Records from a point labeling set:
[start]
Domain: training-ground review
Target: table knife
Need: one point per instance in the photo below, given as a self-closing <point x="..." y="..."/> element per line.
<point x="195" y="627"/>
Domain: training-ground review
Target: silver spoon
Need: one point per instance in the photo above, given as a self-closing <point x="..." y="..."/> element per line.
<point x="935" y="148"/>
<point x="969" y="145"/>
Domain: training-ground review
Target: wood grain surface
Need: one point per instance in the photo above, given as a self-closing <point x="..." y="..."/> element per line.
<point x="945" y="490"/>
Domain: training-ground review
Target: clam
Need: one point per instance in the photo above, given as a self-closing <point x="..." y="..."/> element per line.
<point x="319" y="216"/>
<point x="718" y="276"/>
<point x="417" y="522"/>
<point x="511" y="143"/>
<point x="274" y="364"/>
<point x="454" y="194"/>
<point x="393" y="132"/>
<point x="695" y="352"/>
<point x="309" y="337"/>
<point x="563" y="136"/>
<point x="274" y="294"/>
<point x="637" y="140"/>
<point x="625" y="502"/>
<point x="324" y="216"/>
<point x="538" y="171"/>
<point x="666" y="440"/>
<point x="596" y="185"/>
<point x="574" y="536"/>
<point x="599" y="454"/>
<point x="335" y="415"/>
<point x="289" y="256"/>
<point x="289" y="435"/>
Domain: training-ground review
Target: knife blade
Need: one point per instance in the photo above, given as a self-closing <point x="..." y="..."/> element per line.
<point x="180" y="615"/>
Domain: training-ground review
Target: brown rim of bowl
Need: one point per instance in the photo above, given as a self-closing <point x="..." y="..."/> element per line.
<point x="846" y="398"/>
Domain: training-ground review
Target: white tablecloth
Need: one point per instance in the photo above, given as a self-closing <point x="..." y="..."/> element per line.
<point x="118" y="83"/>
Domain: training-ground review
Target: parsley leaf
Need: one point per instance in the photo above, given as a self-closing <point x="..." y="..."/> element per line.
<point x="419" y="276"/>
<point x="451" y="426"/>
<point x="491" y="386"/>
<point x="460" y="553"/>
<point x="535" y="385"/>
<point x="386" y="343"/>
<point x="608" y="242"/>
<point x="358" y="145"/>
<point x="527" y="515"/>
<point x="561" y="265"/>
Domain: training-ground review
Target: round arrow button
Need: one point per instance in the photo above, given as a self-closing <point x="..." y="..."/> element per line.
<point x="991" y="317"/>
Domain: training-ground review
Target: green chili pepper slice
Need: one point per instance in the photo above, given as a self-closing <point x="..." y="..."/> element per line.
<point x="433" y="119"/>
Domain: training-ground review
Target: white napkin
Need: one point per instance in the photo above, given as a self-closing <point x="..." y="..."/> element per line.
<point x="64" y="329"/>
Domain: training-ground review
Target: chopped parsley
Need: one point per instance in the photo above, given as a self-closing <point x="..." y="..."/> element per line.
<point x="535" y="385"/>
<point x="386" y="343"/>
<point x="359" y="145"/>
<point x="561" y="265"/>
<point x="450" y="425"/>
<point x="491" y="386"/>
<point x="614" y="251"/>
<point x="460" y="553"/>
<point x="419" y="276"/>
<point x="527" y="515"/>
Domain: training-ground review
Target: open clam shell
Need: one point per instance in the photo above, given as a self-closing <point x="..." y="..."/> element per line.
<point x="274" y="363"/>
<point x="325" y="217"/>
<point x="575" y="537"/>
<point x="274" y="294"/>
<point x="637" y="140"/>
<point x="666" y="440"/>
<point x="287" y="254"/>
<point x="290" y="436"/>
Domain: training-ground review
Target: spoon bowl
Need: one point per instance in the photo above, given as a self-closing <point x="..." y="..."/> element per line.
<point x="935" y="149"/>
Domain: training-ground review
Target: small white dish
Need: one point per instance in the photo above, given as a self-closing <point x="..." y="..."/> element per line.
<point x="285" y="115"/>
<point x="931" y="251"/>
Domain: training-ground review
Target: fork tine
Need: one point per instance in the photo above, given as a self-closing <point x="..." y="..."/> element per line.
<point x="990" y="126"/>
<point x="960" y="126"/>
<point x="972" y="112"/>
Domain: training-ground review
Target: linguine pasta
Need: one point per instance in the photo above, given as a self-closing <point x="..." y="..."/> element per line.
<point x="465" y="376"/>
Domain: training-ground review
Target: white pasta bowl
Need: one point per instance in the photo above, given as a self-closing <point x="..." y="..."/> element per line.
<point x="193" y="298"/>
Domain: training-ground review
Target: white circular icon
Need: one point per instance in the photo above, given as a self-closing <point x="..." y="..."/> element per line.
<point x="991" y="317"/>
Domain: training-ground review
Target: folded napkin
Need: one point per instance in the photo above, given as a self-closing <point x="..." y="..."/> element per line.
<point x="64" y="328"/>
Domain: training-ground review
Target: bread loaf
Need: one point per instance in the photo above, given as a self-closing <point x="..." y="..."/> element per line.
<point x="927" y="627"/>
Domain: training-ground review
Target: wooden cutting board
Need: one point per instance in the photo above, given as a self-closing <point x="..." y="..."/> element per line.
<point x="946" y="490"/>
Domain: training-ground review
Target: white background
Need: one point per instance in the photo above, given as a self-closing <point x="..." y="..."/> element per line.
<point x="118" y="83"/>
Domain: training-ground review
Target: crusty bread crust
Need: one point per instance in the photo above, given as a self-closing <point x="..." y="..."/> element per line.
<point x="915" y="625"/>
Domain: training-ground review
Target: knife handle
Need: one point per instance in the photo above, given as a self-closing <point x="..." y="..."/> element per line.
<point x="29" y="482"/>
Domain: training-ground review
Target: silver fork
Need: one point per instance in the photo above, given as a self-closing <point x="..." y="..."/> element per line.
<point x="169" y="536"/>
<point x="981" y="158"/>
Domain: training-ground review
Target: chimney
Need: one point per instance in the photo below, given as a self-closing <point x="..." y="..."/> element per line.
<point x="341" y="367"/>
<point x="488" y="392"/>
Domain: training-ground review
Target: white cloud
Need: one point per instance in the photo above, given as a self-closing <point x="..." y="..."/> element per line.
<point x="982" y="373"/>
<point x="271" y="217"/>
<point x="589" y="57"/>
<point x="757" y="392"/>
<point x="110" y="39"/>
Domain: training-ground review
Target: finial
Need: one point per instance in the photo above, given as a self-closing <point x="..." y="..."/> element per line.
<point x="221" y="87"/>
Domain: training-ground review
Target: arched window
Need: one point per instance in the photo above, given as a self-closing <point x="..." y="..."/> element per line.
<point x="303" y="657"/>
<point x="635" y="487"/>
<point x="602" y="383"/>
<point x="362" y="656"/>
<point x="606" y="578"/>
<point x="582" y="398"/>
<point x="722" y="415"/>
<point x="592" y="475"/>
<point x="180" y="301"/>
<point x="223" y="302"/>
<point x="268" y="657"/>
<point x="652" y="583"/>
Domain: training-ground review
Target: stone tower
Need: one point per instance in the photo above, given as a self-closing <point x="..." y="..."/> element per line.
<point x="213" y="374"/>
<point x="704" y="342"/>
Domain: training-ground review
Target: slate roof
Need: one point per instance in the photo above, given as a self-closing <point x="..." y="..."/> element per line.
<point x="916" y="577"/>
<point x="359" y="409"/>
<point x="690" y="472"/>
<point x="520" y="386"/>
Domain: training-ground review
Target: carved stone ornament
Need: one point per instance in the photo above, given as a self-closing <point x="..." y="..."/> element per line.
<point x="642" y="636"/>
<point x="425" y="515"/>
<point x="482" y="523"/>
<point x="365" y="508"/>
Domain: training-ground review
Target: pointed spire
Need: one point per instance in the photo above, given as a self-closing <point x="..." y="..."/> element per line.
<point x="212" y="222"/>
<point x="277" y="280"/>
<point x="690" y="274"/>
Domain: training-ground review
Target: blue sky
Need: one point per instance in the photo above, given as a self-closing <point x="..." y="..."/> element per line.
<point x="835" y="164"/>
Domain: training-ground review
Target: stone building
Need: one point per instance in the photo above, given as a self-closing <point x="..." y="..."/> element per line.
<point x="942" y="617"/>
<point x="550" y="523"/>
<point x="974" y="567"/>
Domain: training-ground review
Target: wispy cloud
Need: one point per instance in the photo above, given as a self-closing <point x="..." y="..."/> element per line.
[end]
## [Required task]
Please find each line of the records above that contains the word "spoon" and copy those lines.

## [Correct answer]
Target: silver spoon
Target: spoon bowl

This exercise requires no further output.